Die provokante Frage: Wieso gibt es dies nicht schon längst? Eine Antwort lieferte Maximilian Greschke, CEO des Startups Recare. Seine Vorgängerfirma Veyo Pflege bot genau einen solchen Online-Marktplatz in Deutschland an, der Pflegebedürftige und deren Angehörige mit passenden Pflegerinnen und Pflegern vernetzte. Allerdings ist das Modell an Regulatorien gescheitert. Inzwischen konzentriert sich Greschke mit seinem neuen Startup auf besseres digitales Entlassmanagement für Krankenhäuser.
Pascal Strupler als Botschafter für das elektronische Patientendossier
Die Digitalisierung stellt das Gesundheitswesen auf den Kopf: Die Gesundheitsdaten werden künftig beim Patienten und nicht mehr beim Arzt sein. Allerdings ist das elektronische Patientendossier in der Schweiz noch eine grosse Baustelle. Einen witzigen Vorschlag für mehr Breitenwirkung machte Prof. Dr. Iren Bischofberger, ehemalige Programmleiterin «work & care» beim Forschungsinstitut der Careum Hochschule Gesundheit: Sie wünscht sich Pascal Strupler, Direktor des Bundesamtes für Gesundheit, als Botschafter für das elektronische Patientendossier analog zu Roger Federer als Paradebeispiel eines Markenbotschafters.

*Bereitgestellte Angaben:*
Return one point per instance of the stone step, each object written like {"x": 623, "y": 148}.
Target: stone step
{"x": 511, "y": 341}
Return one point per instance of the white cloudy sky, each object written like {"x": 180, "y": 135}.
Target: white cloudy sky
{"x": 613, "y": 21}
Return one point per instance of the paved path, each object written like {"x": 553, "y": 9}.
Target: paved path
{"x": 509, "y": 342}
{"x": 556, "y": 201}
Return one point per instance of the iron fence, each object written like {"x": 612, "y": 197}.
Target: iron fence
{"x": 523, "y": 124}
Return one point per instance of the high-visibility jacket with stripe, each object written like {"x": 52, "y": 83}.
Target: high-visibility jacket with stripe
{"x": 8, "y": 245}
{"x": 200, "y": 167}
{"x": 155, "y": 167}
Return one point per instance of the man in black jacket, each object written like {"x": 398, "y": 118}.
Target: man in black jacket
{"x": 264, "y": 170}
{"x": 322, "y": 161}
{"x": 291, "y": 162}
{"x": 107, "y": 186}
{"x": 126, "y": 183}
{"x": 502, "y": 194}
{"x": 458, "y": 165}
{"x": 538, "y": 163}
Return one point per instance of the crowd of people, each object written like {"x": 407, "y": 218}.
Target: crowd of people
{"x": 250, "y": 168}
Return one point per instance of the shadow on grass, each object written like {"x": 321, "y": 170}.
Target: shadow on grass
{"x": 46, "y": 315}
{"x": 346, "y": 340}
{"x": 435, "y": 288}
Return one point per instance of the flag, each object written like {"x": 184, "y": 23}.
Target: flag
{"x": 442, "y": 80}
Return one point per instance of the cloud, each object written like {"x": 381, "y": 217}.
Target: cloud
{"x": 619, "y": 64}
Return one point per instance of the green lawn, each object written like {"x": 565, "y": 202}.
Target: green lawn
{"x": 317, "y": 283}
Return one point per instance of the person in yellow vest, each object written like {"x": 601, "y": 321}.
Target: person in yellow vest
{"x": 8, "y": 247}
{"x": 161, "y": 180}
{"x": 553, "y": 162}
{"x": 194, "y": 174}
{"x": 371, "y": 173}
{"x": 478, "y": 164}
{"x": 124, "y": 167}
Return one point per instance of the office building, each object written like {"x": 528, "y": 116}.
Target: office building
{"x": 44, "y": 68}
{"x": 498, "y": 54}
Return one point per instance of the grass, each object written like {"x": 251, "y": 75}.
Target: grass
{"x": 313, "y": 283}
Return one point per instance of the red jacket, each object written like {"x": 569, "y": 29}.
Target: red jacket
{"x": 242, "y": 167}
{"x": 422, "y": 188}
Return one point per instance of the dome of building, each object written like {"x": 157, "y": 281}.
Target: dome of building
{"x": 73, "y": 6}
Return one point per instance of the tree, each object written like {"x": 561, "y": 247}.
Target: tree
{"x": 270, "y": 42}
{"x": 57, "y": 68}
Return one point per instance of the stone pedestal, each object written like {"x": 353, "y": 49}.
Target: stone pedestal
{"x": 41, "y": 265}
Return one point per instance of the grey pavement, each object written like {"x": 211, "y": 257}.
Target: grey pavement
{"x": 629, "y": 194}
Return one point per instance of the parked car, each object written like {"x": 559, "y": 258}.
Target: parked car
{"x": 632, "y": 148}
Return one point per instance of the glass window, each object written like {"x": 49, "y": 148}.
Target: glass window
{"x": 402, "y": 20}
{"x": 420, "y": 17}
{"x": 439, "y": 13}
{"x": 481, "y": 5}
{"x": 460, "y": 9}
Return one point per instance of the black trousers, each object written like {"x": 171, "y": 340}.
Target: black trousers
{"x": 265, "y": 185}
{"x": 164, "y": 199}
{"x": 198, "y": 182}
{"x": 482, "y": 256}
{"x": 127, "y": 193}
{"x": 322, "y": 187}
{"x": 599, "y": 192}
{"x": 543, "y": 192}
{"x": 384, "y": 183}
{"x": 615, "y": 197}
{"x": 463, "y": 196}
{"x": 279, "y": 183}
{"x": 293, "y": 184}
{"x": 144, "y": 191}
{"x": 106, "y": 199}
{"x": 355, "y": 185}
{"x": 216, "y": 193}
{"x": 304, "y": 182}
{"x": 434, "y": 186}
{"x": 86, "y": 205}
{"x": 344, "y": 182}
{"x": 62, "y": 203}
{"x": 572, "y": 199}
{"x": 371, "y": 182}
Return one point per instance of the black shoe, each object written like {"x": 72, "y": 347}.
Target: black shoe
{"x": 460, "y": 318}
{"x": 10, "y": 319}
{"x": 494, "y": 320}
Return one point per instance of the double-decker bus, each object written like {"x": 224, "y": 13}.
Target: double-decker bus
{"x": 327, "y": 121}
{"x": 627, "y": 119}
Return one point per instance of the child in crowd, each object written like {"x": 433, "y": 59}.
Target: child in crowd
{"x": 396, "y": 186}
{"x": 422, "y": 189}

*Aufgaben:*
[1] Woran ist das Modell der Firma Veyo Pflege laut Ausgangstext gescheitert?
[2] Schreib den Abschnitt im Ausgangstext von „Die provokante Frage: Wieso“ bis „Entlassmanagement für Krankenhäuser.“ ab und benenne dabei „Online-Marktplatz“ in „Internet-Marktplatz“ um.
[3] Übersetze diesen Satz aus dem Ausgangstext ins Englische: „Allerdings ist das elektronische Patientendossier in der Schweiz noch eine grosse Baustelle.“

*Lösungen:*
[1] An Regulatorien.

[2]
Die provokante Frage: Wieso gibt es dies nicht schon längst? Eine Antwort lieferte Maximilian Greschke, CEO des Startups Recare. Seine Vorgängerfirma Veyo Pflege bot genau einen solchen Internet-Marktplatz in Deutschland an, der Pflegebedürftige und deren Angehörige mit passenden Pflegerinnen und Pflegern vernetzte. Allerdings ist das Modell an Regulatorien gescheitert. Inzwischen konzentriert sich Greschke mit seinem neuen Startup auf besseres digitales Entlassmanagement für Krankenhäuser.

[3] However, the electronic patient record in Switzerland is still a major work in progress.